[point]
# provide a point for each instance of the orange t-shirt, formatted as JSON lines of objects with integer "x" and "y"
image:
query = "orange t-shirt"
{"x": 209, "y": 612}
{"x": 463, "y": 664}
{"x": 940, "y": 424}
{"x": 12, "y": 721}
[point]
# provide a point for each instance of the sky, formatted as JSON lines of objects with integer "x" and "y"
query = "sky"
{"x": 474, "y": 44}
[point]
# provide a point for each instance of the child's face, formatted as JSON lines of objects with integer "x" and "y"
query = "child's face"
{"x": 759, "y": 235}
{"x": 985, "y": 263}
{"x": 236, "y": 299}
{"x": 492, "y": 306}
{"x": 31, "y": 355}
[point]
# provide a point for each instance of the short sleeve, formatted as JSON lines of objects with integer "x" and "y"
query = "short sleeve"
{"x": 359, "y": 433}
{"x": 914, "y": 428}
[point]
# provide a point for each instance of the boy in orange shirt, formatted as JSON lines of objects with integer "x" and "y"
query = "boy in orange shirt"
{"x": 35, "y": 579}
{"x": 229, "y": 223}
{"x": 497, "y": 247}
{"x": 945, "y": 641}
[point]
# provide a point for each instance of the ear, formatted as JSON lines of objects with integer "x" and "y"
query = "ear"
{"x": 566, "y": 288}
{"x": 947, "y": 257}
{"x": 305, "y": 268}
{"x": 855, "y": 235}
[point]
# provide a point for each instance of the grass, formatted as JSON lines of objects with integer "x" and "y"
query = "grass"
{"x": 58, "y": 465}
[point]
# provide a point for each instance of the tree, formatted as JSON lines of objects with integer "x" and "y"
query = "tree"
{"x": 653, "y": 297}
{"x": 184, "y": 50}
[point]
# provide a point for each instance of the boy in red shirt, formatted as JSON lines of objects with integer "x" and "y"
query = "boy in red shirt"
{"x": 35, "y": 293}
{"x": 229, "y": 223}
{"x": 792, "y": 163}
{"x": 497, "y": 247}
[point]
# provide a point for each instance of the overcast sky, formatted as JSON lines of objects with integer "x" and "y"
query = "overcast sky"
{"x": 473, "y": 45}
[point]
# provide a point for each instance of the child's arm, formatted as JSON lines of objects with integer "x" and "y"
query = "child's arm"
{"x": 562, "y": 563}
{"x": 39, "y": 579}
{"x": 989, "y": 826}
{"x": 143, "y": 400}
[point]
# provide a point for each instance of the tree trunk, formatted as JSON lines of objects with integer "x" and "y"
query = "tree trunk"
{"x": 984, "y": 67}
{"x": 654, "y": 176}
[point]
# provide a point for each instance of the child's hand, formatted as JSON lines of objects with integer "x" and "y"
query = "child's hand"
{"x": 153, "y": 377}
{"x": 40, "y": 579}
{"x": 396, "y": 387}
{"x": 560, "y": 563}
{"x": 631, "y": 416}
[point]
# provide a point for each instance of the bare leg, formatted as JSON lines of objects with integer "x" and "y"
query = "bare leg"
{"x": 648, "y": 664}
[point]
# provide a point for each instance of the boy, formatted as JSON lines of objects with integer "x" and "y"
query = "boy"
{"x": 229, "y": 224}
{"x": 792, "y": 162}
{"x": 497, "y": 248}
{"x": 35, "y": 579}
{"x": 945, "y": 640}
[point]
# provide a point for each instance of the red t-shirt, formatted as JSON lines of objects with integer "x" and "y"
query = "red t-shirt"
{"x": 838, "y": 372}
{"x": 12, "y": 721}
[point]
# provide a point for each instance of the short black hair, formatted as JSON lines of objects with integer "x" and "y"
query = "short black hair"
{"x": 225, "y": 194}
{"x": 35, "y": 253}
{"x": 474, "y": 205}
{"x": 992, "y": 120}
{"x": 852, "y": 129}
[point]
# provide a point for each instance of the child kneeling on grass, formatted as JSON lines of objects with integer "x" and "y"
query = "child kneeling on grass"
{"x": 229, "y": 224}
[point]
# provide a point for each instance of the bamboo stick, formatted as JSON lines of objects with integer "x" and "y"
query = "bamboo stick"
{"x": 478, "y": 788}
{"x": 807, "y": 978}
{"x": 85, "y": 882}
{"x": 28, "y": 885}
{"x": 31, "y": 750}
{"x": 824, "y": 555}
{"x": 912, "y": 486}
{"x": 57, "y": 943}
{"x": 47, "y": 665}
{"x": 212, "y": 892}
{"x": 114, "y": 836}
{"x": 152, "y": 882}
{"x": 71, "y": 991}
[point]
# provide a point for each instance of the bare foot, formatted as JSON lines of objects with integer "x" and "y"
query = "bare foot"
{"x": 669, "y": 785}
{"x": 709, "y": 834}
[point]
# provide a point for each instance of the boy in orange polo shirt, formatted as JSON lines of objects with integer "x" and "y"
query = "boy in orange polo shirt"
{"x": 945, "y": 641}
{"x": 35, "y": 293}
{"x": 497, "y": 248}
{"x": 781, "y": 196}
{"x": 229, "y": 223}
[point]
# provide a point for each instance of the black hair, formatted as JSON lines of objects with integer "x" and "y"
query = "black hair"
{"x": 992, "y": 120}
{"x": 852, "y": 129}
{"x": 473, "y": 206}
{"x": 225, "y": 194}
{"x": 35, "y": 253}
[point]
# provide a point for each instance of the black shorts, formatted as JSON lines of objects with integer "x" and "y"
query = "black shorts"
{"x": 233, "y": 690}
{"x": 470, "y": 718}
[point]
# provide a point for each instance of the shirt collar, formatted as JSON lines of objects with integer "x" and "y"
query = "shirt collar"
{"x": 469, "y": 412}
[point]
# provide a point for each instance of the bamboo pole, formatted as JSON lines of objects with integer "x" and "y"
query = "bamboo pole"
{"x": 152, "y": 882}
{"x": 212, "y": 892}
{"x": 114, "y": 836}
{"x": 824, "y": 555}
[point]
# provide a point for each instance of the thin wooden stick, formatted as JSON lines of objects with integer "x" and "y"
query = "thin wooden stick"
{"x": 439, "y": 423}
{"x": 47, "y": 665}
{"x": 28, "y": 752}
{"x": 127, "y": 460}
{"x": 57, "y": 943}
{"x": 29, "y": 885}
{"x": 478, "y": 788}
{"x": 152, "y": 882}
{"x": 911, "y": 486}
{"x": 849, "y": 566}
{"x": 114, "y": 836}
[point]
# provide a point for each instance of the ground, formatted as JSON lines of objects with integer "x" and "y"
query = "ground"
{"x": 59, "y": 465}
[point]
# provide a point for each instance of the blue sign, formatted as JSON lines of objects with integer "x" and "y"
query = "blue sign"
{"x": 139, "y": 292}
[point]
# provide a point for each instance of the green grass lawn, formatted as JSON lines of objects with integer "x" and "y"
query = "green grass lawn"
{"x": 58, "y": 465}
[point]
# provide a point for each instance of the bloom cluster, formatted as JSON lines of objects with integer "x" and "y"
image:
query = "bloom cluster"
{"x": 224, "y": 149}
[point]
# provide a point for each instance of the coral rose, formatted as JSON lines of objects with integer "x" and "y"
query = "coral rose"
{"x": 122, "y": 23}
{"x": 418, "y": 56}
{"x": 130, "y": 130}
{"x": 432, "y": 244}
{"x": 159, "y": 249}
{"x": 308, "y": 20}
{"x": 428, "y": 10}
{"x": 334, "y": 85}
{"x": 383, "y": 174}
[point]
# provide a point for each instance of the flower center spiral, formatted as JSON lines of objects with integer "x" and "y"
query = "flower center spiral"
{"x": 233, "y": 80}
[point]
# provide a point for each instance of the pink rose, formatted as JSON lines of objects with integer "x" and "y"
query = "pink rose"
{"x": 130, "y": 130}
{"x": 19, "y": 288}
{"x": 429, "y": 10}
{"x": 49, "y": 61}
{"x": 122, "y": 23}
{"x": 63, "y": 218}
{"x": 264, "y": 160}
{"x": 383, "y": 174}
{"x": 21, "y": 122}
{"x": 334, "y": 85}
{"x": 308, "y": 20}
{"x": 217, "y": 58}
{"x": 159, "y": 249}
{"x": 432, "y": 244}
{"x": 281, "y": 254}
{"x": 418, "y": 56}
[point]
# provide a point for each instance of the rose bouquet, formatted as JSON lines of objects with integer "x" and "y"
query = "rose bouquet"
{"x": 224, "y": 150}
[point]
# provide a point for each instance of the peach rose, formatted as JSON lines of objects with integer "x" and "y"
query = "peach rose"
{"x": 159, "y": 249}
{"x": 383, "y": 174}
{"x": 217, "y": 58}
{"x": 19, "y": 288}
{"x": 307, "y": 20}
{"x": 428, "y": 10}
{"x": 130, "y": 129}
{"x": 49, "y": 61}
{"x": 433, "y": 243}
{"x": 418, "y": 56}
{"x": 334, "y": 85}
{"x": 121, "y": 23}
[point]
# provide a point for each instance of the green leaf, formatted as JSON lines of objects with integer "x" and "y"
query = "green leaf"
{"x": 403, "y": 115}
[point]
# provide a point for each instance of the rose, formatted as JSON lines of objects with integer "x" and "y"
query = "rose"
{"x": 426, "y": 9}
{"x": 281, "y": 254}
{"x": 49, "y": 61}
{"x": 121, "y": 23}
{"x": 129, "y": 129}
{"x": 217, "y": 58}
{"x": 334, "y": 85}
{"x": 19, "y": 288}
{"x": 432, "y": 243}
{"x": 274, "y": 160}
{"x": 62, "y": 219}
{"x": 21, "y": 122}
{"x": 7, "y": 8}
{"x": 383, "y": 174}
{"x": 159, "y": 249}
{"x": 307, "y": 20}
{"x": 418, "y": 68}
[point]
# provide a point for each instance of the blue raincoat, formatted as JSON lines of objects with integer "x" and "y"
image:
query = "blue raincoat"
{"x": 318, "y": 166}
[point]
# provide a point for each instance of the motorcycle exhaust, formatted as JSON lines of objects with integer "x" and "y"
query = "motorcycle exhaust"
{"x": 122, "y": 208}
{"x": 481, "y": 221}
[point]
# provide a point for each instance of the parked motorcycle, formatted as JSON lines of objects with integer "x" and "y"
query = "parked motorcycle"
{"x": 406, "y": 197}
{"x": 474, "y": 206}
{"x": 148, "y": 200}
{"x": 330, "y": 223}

....................

Count the lines in the records above that contain the string "stick", with case taken into account. Reply with the number alone.

4